SUPPLIED PASSAGE:
+ + + +

Microdisney - Big Sleeping House (1995)
Mp3 @ 192 Kbps / RS
It's the guessing game with
those waves of flame and
sick winter for a thousand years.
Me and my ex-lover will accept each other,
help reap the dead harvest,
town to town.
-Town to Town
Yap, we sure loved Microdisney back in the eighties, and, even moreso, the later fucked up soundscapes of Cathal Coughlan's post-Microdisney outfit, the wonderful Fatima Mansions!
We've posted a few Microdisney LP's before - Crooked Mile (1987), 39 Minutes (1988) and the "posthumous" Peel Sessions collection (1989) - and you can catch em HERE.
Microdisney first got together in 1980 in Cork - then a grim, ecomically-depressed, crime-ridden shithole (much like it is today! ... only kidding lil corkonians!!) in South West Ireland - and over the subsequent 8 years released some amazing albums progressing from small Indie labels to Uber-Indie Label Rough Trade to Virgin.

+ + + +

GIVEN ENTRIES:
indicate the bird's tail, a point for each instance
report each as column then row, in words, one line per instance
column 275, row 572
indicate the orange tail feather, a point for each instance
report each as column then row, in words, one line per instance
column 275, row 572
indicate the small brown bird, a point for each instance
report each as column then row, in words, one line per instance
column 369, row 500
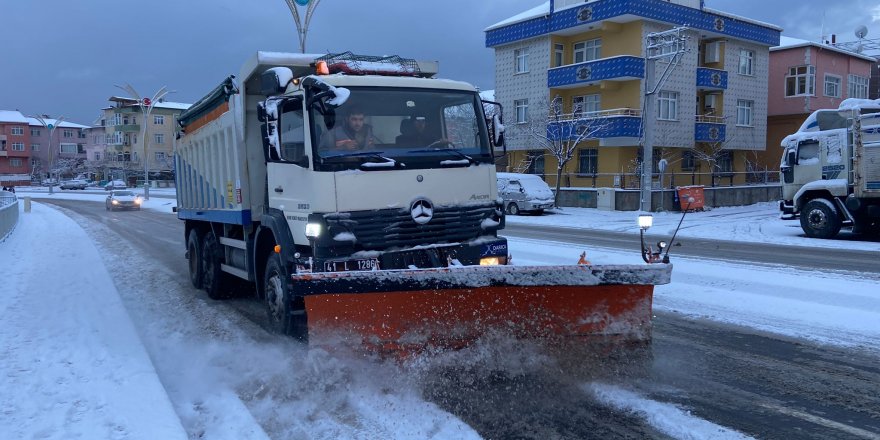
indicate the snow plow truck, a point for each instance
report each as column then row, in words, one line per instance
column 393, row 245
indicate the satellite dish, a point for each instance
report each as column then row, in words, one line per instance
column 861, row 32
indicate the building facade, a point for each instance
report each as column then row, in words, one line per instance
column 807, row 76
column 63, row 155
column 14, row 155
column 710, row 108
column 123, row 155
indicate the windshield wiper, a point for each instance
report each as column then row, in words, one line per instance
column 456, row 153
column 386, row 162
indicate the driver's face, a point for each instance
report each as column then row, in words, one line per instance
column 356, row 122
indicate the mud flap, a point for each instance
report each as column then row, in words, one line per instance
column 451, row 307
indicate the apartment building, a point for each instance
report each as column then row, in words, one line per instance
column 64, row 152
column 124, row 147
column 806, row 76
column 14, row 154
column 710, row 110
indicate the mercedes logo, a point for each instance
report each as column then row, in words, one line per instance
column 421, row 211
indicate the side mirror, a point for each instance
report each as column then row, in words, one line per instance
column 274, row 81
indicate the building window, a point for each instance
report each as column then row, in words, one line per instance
column 522, row 110
column 587, row 50
column 687, row 160
column 725, row 162
column 744, row 112
column 857, row 87
column 522, row 60
column 667, row 105
column 536, row 162
column 746, row 62
column 588, row 161
column 586, row 104
column 832, row 85
column 800, row 81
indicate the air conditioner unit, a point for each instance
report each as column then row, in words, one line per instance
column 710, row 102
column 712, row 53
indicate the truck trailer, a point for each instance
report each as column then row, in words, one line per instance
column 394, row 245
column 831, row 170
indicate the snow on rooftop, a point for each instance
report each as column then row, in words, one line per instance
column 12, row 116
column 792, row 43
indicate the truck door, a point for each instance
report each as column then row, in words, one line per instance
column 288, row 169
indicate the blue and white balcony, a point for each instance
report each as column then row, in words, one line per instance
column 710, row 129
column 623, row 123
column 711, row 79
column 619, row 68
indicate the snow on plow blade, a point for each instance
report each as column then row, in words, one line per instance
column 393, row 310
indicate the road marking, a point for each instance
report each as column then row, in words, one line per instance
column 823, row 421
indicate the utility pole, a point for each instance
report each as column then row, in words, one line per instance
column 658, row 45
column 146, row 106
column 50, row 126
column 302, row 28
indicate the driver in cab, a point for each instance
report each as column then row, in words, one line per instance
column 353, row 135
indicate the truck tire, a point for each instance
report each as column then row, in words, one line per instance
column 284, row 316
column 194, row 255
column 820, row 219
column 215, row 282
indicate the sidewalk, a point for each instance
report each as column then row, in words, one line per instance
column 72, row 362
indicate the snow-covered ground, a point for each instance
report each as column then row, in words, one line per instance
column 83, row 356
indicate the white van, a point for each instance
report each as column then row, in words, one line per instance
column 524, row 193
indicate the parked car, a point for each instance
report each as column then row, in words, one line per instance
column 524, row 193
column 123, row 200
column 115, row 184
column 74, row 184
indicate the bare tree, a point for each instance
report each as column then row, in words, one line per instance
column 559, row 134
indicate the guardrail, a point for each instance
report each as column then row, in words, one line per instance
column 8, row 213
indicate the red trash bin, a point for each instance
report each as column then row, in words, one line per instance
column 686, row 192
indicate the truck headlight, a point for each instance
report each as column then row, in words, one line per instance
column 313, row 230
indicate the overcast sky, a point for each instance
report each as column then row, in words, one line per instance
column 63, row 57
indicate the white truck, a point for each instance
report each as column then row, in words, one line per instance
column 831, row 170
column 397, row 242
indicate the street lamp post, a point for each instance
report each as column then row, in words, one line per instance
column 50, row 127
column 146, row 105
column 302, row 28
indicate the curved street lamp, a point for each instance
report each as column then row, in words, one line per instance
column 50, row 127
column 146, row 105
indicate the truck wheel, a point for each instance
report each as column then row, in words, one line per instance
column 214, row 280
column 285, row 316
column 194, row 254
column 819, row 219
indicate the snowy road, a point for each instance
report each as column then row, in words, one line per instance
column 708, row 379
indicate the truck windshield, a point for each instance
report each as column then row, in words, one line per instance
column 421, row 128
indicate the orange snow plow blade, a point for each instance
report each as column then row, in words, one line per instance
column 409, row 310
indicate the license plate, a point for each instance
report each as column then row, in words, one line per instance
column 359, row 264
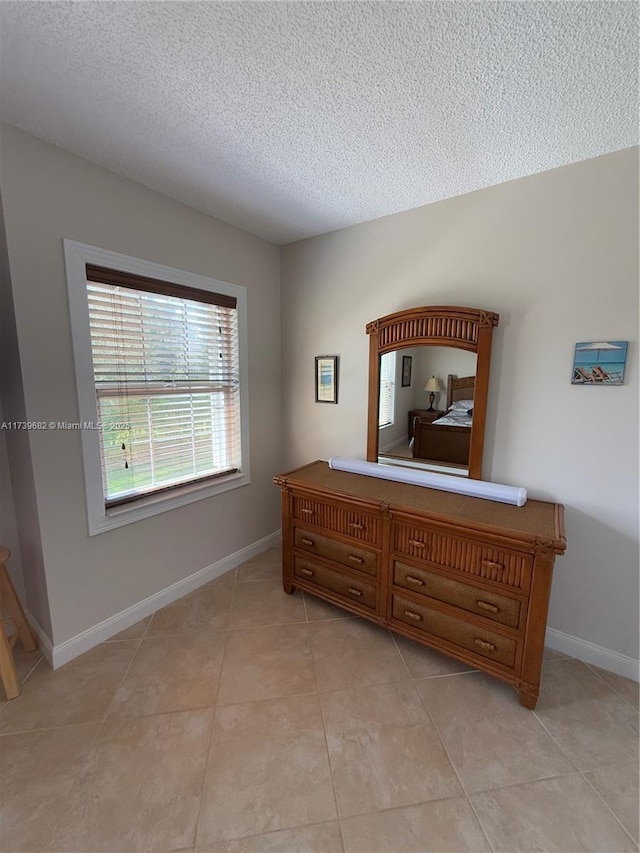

+ + + +

SET TASKS:
a. According to the Microdisney post, where and in what year did Microdisney first get together?
b. Rewrite the listing from its first line through the line containing "column 386, row 162", substituting "mark" for each "indicate" and keeping everything else unchanged. Return only those lines, without the pictures.

LIST OF SOLUTIONS:
a. In Cork, in 1980.

b.
mark the bird's tail, a point for each instance
report each as column then row, in words, one line per instance
column 275, row 572
mark the orange tail feather, a point for each instance
report each as column then row, in words, one line per instance
column 275, row 572
mark the small brown bird, a point for each instance
report each as column then row, in words, one line per instance
column 369, row 500
mark the snow plow truck, a point for each instance
report each as column then row, in words, one line per instance
column 393, row 245
mark the satellite dish, a point for each instance
report each as column then row, in words, one line per instance
column 861, row 32
mark the building facade, a point for each instance
report each as column then row, in words, one line per instance
column 807, row 76
column 63, row 155
column 14, row 155
column 710, row 108
column 123, row 155
mark the windshield wiper, a point for each instance
report each as column then row, in words, one line per instance
column 456, row 153
column 386, row 162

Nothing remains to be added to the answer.